TASK INSTRUCTIONS.
Reproduce each of the entries below verbatim, preserving every line without alteration.

INPUT MATERIAL.
────
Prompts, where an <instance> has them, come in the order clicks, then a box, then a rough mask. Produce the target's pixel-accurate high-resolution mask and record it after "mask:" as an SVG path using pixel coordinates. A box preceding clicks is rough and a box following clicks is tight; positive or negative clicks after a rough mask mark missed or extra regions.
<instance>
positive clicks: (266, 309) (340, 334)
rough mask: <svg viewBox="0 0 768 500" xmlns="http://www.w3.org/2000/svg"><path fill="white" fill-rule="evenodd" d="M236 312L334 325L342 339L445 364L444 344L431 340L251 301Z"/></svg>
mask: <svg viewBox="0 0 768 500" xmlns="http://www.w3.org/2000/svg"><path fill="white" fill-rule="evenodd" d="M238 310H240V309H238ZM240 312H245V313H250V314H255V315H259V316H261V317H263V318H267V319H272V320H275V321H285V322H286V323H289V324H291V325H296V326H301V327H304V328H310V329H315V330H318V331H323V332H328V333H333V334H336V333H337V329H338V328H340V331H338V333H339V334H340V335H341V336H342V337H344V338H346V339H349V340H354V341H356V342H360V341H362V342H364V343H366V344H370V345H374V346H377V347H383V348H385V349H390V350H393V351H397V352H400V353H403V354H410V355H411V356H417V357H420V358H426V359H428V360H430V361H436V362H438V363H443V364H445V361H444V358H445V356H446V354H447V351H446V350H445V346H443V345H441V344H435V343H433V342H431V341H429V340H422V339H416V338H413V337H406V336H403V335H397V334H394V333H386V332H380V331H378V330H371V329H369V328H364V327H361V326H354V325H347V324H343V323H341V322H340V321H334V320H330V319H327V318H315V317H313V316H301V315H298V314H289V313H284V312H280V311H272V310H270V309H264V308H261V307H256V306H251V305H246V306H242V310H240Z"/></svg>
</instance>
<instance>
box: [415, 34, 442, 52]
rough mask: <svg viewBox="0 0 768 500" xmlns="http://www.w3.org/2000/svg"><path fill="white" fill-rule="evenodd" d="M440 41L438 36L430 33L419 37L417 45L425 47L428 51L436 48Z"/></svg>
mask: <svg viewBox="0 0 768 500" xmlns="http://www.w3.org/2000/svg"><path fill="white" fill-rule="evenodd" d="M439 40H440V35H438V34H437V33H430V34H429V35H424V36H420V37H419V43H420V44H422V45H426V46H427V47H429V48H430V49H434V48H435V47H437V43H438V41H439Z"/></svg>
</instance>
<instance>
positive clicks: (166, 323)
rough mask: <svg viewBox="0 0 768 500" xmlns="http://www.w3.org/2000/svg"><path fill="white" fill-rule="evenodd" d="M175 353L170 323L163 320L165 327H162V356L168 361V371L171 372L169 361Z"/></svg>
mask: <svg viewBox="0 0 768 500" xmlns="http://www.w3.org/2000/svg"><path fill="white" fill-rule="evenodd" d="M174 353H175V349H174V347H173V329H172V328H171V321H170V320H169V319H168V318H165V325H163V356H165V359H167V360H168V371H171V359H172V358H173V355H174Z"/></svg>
────
ANSWER FOR THIS EXERCISE.
Prompts, where an <instance> has them, come in the order clicks, then a box, then a rough mask. Produce the target's pixel-accurate high-resolution mask and record it after "mask:" as an SVG path using pixel coordinates. A box preceding clicks is rough and a box following clicks is tight; positive or negative clicks after a rough mask mark missed or extra regions.
<instance>
positive clicks: (266, 309) (340, 334)
rough mask: <svg viewBox="0 0 768 500" xmlns="http://www.w3.org/2000/svg"><path fill="white" fill-rule="evenodd" d="M236 312L334 325L342 339L445 364L444 344L431 340L251 301Z"/></svg>
mask: <svg viewBox="0 0 768 500" xmlns="http://www.w3.org/2000/svg"><path fill="white" fill-rule="evenodd" d="M238 310H240V309H238ZM240 312H245V313H250V314H255V315H259V316H261V317H263V318H267V319H272V320H275V321H285V322H286V323H289V324H291V325H296V326H301V327H304V328H310V329H315V330H318V331H323V332H328V333H333V334H336V333H337V329H338V328H340V331H338V333H339V334H340V335H341V336H342V337H344V338H346V339H349V340H354V341H356V342H360V341H362V342H364V343H366V344H370V345H374V346H377V347H383V348H385V349H390V350H393V351H397V352H400V353H403V354H410V355H411V356H417V357H420V358H426V359H428V360H430V361H436V362H438V363H443V364H445V361H444V358H445V356H446V354H447V351H446V350H445V346H443V345H441V344H435V343H433V342H431V341H429V340H422V339H416V338H413V337H406V336H403V335H397V334H394V333H386V332H380V331H378V330H371V329H369V328H364V327H361V326H354V325H347V324H343V323H341V322H340V321H334V320H330V319H327V318H315V317H313V316H301V315H298V314H289V313H284V312H280V311H272V310H270V309H264V308H261V307H256V306H251V305H246V306H242V310H240Z"/></svg>
</instance>
<instance>
box: [415, 34, 442, 52]
rough mask: <svg viewBox="0 0 768 500" xmlns="http://www.w3.org/2000/svg"><path fill="white" fill-rule="evenodd" d="M440 41L438 36L430 33L419 37L417 45L425 47L428 51L436 48Z"/></svg>
mask: <svg viewBox="0 0 768 500" xmlns="http://www.w3.org/2000/svg"><path fill="white" fill-rule="evenodd" d="M439 40H440V35H438V34H437V33H430V34H429V35H424V36H420V37H419V43H420V44H422V45H426V46H427V47H429V48H430V49H434V48H435V47H437V43H438V41H439Z"/></svg>
</instance>
<instance>
positive clicks: (166, 323)
rough mask: <svg viewBox="0 0 768 500" xmlns="http://www.w3.org/2000/svg"><path fill="white" fill-rule="evenodd" d="M175 353L170 323L163 320L165 327H162V356L168 361V371L171 372L169 361Z"/></svg>
mask: <svg viewBox="0 0 768 500" xmlns="http://www.w3.org/2000/svg"><path fill="white" fill-rule="evenodd" d="M174 353H175V349H174V347H173V329H172V328H171V321H170V320H169V319H168V318H165V325H163V356H165V359H167V360H168V371H171V359H172V358H173V355H174Z"/></svg>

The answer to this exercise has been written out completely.